In the early years of the conflict, the Japanese scored major victories, capturing Beijing, Shanghai and the Chinese capital of Nanjing in 1937, which resulted in the Nanjing Massacre (frequently called the “Rape of Naking”). After failing to stop the Japanese in the Battle of Wuhan, the Chinese Nationalist’s central government was relocated to Chongqing (Chungking) in the far west Chinese interior. By 1939, after Chinese victories in Changsha and Guangxi, and with Japan’s lines of communications stretched deep into the Chinese interior, the war reached a stalemate. The Japanese were unable to defeat the Chinese Communist forces in Shaanxi, which waged a campaign of sabotage and guerrilla warfare against the invaders. While Japan ruled the large cities, they lacked sufficient manpower to control China’s vast countryside.


A photograph showing bodies of victims along Qinhuai River out of Nanjing’s west gate during the Nanjing Massacre (Source: Wikimedia)

# Position identification records
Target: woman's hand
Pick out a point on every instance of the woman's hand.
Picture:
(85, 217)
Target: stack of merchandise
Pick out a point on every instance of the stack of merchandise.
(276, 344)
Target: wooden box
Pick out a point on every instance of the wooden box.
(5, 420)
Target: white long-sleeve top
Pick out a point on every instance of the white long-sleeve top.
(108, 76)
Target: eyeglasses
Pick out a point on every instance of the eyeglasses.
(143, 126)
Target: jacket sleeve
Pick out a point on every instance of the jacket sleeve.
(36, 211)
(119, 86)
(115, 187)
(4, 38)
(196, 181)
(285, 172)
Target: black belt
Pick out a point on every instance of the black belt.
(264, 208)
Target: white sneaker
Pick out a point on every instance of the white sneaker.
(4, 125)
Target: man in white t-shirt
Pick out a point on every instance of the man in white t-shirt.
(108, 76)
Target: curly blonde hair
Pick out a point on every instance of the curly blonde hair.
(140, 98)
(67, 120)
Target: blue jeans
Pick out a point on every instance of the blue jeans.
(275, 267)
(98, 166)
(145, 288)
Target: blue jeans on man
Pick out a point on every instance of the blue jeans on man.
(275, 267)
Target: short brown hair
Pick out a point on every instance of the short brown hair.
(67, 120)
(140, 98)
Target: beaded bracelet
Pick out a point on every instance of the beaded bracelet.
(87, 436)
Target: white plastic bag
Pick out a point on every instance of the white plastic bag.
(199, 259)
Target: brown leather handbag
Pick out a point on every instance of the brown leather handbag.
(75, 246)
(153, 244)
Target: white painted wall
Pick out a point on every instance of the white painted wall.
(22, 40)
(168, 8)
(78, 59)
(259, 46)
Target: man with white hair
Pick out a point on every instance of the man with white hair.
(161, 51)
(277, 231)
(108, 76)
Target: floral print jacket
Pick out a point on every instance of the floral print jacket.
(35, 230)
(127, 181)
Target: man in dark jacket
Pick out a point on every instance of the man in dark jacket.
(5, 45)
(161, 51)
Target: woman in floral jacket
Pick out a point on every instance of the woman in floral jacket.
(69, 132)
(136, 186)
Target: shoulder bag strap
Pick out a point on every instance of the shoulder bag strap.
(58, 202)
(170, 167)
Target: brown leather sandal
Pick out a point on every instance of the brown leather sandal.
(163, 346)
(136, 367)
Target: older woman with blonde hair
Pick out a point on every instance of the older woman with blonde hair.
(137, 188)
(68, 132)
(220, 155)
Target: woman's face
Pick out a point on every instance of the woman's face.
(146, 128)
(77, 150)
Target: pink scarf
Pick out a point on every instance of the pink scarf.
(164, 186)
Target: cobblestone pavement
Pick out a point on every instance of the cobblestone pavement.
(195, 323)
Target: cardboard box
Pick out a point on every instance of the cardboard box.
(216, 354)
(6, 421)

# Set task 1
Condense the paragraph of the passage on the Japanese invasion of China that begins "In the early years of the conflict" into a bulleted list that keeps its main facts.
# Set task 2
Reproduce the part of the passage on the Japanese invasion of China starting at "In the early" and ending at "China’s vast countryside.", replacing "stalemate" with "deadlock".

# Complete answer 1
- Early in the conflict, Japan won major victories, capturing Beijing, Shanghai and the Chinese capital of Nanjing in 1937, which led to the Nanjing Massacre.
- After the Chinese failed to stop the Japanese in the Battle of Wuhan, the Nationalist central government moved to Chongqing (Chungking) in the far western interior.
- By 1939 the war had reached a stalemate. This followed Chinese victories in Changsha and Guangxi and came as Japan's lines of communication stretched deep into the interior.
- Japan could not defeat the Chinese Communist forces in Shaanxi, which carried out sabotage and guerrilla warfare against the invaders.
- Japan held the large cities but lacked the manpower to control China's vast countryside.

# Complete answer 2
In the early years of the conflict, the Japanese scored major victories, capturing Beijing, Shanghai and the Chinese capital of Nanjing in 1937, which resulted in the Nanjing Massacre (frequently called the “Rape of Naking”). After failing to stop the Japanese in the Battle of Wuhan, the Chinese Nationalist’s central government was relocated to Chongqing (Chungking) in the far west Chinese interior. By 1939, after Chinese victories in Changsha and Guangxi, and with Japan’s lines of communications stretched deep into the Chinese interior, the war reached a deadlock. The Japanese were unable to defeat the Chinese Communist forces in Shaanxi, which waged a campaign of sabotage and guerrilla warfare against the invaders. While Japan ruled the large cities, they lacked sufficient manpower to control China’s vast countryside.